Exercise. In the entries below, count every line containing "hillside". Return the number and nothing else.

BEGIN

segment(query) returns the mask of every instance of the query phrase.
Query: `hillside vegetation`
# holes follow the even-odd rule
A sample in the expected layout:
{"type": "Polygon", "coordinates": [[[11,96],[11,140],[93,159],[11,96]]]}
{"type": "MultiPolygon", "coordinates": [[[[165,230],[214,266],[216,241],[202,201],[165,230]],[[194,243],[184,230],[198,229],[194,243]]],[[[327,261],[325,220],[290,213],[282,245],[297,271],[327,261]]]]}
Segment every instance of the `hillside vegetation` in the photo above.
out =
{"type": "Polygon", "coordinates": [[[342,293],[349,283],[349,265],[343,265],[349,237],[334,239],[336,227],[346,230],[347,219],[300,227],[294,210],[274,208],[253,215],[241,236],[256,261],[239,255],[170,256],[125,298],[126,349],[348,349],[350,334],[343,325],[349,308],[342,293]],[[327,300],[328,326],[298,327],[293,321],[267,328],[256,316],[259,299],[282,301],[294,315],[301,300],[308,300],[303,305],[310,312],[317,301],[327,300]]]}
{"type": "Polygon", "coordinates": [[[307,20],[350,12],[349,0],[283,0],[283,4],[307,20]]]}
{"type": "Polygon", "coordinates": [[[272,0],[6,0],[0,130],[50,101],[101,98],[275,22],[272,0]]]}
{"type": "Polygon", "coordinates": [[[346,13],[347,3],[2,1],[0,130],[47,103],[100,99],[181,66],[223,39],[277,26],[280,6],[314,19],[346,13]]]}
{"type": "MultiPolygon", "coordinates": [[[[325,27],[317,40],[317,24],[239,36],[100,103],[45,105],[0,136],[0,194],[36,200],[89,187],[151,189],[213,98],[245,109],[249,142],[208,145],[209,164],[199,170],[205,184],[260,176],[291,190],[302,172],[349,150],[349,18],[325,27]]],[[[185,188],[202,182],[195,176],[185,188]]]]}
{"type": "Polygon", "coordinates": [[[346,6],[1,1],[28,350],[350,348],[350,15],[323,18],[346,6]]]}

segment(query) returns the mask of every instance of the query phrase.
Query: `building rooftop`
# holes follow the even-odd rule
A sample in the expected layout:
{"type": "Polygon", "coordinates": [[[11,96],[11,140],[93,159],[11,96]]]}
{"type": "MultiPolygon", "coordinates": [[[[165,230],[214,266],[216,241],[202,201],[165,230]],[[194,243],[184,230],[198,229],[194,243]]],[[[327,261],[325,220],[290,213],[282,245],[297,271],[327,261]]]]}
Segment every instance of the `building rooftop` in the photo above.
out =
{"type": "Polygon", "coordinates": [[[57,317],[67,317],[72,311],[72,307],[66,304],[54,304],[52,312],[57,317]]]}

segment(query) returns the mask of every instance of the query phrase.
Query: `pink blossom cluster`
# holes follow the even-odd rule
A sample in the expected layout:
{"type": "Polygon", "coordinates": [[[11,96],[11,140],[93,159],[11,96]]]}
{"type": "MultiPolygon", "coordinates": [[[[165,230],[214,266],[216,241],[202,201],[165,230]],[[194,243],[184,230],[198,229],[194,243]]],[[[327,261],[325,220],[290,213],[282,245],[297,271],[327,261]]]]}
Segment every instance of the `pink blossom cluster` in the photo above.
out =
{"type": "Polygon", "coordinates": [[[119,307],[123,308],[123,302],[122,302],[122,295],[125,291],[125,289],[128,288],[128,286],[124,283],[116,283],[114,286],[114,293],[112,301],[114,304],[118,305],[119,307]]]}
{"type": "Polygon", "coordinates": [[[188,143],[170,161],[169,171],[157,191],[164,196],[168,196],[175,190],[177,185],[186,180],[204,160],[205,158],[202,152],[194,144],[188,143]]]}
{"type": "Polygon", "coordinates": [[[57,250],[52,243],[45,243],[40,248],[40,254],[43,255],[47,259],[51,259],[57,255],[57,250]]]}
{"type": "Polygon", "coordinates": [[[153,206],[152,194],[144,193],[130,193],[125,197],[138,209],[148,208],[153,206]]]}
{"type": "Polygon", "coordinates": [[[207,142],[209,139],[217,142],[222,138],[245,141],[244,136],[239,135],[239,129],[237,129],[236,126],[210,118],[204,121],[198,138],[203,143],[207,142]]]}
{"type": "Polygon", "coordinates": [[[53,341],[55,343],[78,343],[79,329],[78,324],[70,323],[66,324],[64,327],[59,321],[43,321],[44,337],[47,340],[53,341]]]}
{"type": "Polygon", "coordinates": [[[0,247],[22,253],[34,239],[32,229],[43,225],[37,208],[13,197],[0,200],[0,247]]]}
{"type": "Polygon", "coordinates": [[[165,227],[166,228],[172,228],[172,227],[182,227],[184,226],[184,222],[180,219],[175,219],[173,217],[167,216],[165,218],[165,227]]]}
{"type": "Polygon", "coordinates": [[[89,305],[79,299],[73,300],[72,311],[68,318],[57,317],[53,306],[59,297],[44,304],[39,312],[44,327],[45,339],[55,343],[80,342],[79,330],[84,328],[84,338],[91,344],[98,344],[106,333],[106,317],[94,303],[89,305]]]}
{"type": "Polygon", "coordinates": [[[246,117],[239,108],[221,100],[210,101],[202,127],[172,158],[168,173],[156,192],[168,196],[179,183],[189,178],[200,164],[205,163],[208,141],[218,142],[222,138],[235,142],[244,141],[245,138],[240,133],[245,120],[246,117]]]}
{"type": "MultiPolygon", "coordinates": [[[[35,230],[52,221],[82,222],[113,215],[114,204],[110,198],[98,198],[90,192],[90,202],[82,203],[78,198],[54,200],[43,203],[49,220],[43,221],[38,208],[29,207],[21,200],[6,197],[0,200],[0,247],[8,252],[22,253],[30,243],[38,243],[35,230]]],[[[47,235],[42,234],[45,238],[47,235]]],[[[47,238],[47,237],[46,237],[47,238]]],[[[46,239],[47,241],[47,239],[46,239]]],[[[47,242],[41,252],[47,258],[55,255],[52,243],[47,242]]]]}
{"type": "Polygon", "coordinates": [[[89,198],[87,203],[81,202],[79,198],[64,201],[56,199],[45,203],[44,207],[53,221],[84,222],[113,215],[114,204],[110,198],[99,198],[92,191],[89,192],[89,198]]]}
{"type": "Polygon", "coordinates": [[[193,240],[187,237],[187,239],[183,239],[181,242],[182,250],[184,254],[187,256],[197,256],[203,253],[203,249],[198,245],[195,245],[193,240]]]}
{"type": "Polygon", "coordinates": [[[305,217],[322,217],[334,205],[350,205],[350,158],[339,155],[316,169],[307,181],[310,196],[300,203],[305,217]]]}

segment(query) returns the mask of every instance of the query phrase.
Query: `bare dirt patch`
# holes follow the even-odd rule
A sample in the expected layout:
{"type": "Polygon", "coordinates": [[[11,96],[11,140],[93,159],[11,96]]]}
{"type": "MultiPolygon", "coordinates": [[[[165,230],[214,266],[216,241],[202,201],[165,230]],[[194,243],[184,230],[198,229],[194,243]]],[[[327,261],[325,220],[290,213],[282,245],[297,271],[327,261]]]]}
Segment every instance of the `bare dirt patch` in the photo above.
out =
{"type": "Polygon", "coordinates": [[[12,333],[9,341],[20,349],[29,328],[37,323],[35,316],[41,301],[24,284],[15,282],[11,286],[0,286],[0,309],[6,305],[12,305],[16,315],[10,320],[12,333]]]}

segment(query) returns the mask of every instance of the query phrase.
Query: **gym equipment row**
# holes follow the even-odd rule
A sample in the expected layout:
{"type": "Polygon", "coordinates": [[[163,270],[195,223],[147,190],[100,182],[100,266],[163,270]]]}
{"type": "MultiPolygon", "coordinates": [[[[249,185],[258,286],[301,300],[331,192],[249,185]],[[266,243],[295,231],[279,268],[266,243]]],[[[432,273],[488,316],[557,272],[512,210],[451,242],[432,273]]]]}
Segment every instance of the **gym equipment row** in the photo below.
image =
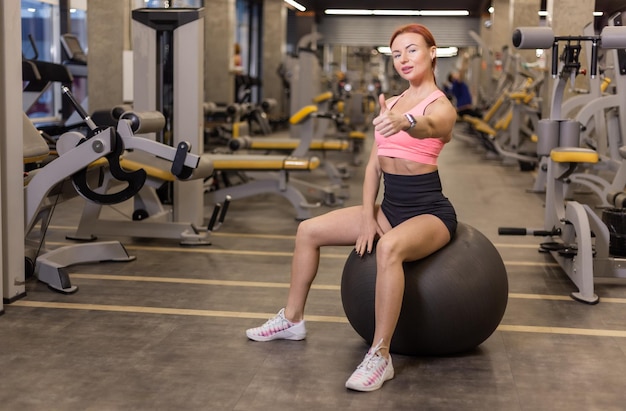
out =
{"type": "Polygon", "coordinates": [[[289,152],[296,157],[307,155],[320,157],[321,166],[328,179],[327,184],[313,184],[308,181],[293,179],[291,181],[296,186],[301,187],[309,196],[322,201],[325,205],[340,205],[344,199],[348,198],[347,186],[344,183],[344,180],[349,177],[348,167],[345,164],[335,164],[326,155],[330,152],[354,153],[354,150],[363,144],[365,135],[355,132],[350,133],[349,139],[328,137],[328,125],[341,118],[340,113],[328,110],[332,97],[331,92],[322,93],[313,99],[314,105],[308,105],[292,116],[290,124],[293,127],[297,126],[297,138],[234,135],[233,139],[229,141],[229,148],[233,151],[289,152]],[[303,115],[311,115],[313,121],[306,125],[302,124],[298,117],[303,115]]]}
{"type": "MultiPolygon", "coordinates": [[[[485,50],[482,39],[476,33],[470,32],[470,35],[485,50]]],[[[535,72],[529,69],[531,65],[519,53],[512,53],[505,48],[502,55],[503,70],[499,78],[497,81],[489,78],[493,83],[493,90],[498,90],[498,94],[487,98],[479,87],[476,100],[483,104],[489,100],[490,103],[482,106],[480,117],[465,114],[459,118],[465,128],[457,127],[455,138],[477,146],[485,152],[488,159],[500,160],[503,165],[519,164],[523,171],[534,170],[538,162],[536,127],[541,118],[540,96],[544,75],[540,70],[535,72]]],[[[483,58],[485,65],[493,63],[489,55],[476,55],[470,61],[481,59],[482,62],[483,58]]],[[[477,63],[473,65],[476,66],[477,63]]],[[[478,74],[472,75],[472,78],[485,74],[479,68],[476,71],[478,74]]],[[[473,83],[475,82],[476,79],[473,83]]],[[[493,90],[490,90],[490,94],[493,90]]]]}
{"type": "MultiPolygon", "coordinates": [[[[174,181],[173,221],[191,220],[201,226],[205,203],[222,203],[229,195],[237,201],[258,193],[283,196],[293,205],[297,219],[309,218],[311,204],[293,186],[288,175],[314,170],[319,166],[318,158],[204,153],[204,13],[205,9],[135,9],[132,12],[133,50],[136,51],[133,54],[133,106],[138,111],[164,113],[169,125],[167,130],[146,137],[172,145],[179,139],[191,139],[195,153],[211,159],[215,176],[237,171],[250,179],[245,184],[209,193],[206,193],[205,181],[184,185],[174,181]],[[163,50],[167,53],[159,54],[163,50]]],[[[296,123],[307,122],[310,116],[292,116],[294,118],[296,123]]]]}
{"type": "MultiPolygon", "coordinates": [[[[513,34],[515,47],[552,49],[551,74],[558,80],[552,92],[550,118],[540,120],[538,128],[539,150],[546,153],[544,226],[501,228],[499,233],[543,237],[540,251],[550,253],[578,288],[572,298],[588,304],[599,301],[594,292],[595,277],[626,277],[625,231],[620,226],[624,219],[625,187],[615,187],[617,190],[607,195],[611,207],[602,211],[602,217],[590,205],[568,199],[573,174],[586,165],[597,164],[600,155],[594,149],[580,147],[581,123],[562,117],[563,95],[567,83],[581,72],[581,44],[591,44],[592,78],[598,74],[599,49],[626,48],[626,27],[621,27],[621,15],[614,16],[611,23],[600,35],[554,36],[547,27],[518,28],[513,34]]],[[[621,67],[623,58],[619,54],[617,57],[621,67]]],[[[624,73],[620,70],[620,75],[624,73]]]]}
{"type": "MultiPolygon", "coordinates": [[[[611,22],[609,24],[614,24],[611,22]]],[[[592,36],[595,30],[594,24],[590,23],[584,28],[583,35],[592,36]]],[[[587,54],[591,54],[589,43],[582,46],[586,47],[587,54]]],[[[506,55],[509,62],[520,60],[516,54],[506,55]]],[[[598,56],[599,75],[589,79],[589,89],[577,89],[572,82],[567,91],[574,95],[565,100],[562,107],[558,106],[564,116],[575,117],[581,123],[579,145],[593,148],[601,156],[601,161],[594,166],[587,166],[584,173],[578,172],[571,179],[596,192],[601,199],[606,197],[607,189],[614,191],[621,178],[622,158],[619,148],[622,144],[621,130],[626,129],[626,116],[619,114],[626,107],[620,104],[619,98],[624,94],[623,76],[615,74],[619,70],[618,55],[618,50],[602,49],[598,56]],[[607,183],[607,179],[611,181],[613,176],[615,184],[607,183]]],[[[523,171],[537,169],[534,184],[529,191],[544,193],[547,173],[545,158],[549,152],[538,146],[536,132],[542,112],[542,101],[538,96],[542,94],[543,71],[531,76],[526,69],[533,64],[521,60],[515,65],[507,63],[506,66],[514,74],[505,77],[525,78],[525,81],[501,94],[484,112],[482,119],[464,116],[463,120],[471,124],[473,133],[457,132],[456,136],[464,141],[478,141],[486,149],[488,158],[501,159],[505,165],[518,162],[523,171]]],[[[586,74],[586,70],[582,69],[581,74],[586,74]]]]}
{"type": "MultiPolygon", "coordinates": [[[[239,154],[237,151],[232,154],[211,154],[219,165],[218,170],[237,173],[242,182],[220,185],[221,182],[211,181],[205,188],[207,201],[219,203],[226,197],[238,200],[262,193],[274,193],[291,203],[296,211],[297,220],[310,218],[311,209],[319,207],[321,203],[308,201],[299,189],[300,186],[307,186],[307,182],[295,179],[292,173],[312,171],[320,165],[318,157],[307,157],[313,140],[315,127],[313,119],[316,112],[317,107],[311,105],[291,116],[290,122],[294,125],[300,124],[302,133],[300,139],[294,139],[298,145],[289,154],[239,154]]],[[[308,185],[318,189],[312,184],[308,185]]],[[[334,193],[329,191],[328,194],[334,193]]]]}
{"type": "MultiPolygon", "coordinates": [[[[616,21],[619,21],[621,17],[615,16],[609,20],[609,26],[613,26],[616,21]]],[[[583,37],[593,37],[595,35],[595,29],[593,24],[589,24],[584,29],[583,37]]],[[[584,42],[581,44],[586,47],[587,55],[593,55],[592,42],[584,42]]],[[[576,53],[579,53],[580,49],[577,49],[576,53]]],[[[563,101],[563,95],[566,90],[566,84],[561,85],[563,90],[558,93],[553,91],[551,100],[551,113],[552,118],[571,118],[579,124],[580,133],[577,132],[576,136],[573,136],[569,144],[585,147],[595,150],[600,158],[600,161],[591,165],[587,164],[584,170],[574,173],[570,176],[572,183],[585,186],[592,192],[595,192],[600,200],[603,202],[603,206],[608,206],[609,203],[605,201],[607,190],[614,191],[616,189],[622,190],[623,181],[626,177],[620,177],[626,168],[622,165],[622,157],[619,153],[619,148],[622,145],[622,132],[626,128],[623,127],[623,123],[626,117],[623,115],[623,104],[620,103],[619,96],[623,96],[626,92],[626,84],[621,74],[618,74],[613,69],[613,80],[608,76],[608,72],[611,70],[611,66],[618,64],[619,51],[617,49],[602,49],[603,55],[596,51],[595,58],[596,63],[596,75],[590,76],[590,89],[577,90],[573,87],[573,79],[580,73],[586,74],[586,69],[580,69],[576,72],[570,72],[570,87],[569,90],[578,92],[575,95],[565,101],[563,101]],[[600,61],[604,61],[604,65],[600,65],[600,61]],[[612,86],[609,88],[609,85],[612,86]],[[619,115],[622,112],[622,115],[619,115]],[[577,140],[577,141],[576,141],[577,140]],[[610,181],[614,180],[614,184],[610,181]],[[620,182],[621,181],[621,182],[620,182]]],[[[578,56],[573,56],[572,59],[576,59],[572,64],[579,64],[578,56]]],[[[570,70],[571,71],[571,70],[570,70]]],[[[558,83],[557,83],[558,84],[558,83]]],[[[547,161],[550,154],[550,150],[553,148],[554,143],[542,140],[537,145],[537,156],[539,158],[538,173],[535,177],[535,182],[532,188],[532,192],[543,193],[546,189],[547,179],[547,161]]],[[[570,187],[574,187],[575,184],[571,184],[570,187]]]]}
{"type": "Polygon", "coordinates": [[[537,163],[535,130],[541,118],[537,100],[541,84],[541,78],[528,75],[517,89],[503,92],[483,118],[463,116],[483,146],[505,165],[513,161],[522,169],[533,169],[537,163]]]}

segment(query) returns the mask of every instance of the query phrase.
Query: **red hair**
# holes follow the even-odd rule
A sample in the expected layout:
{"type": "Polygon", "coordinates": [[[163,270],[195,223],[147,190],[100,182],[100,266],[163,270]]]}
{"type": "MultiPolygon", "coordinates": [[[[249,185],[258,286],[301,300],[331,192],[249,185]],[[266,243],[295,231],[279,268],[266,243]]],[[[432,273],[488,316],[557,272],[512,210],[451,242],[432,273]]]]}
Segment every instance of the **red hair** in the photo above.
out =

END

Your solution. 2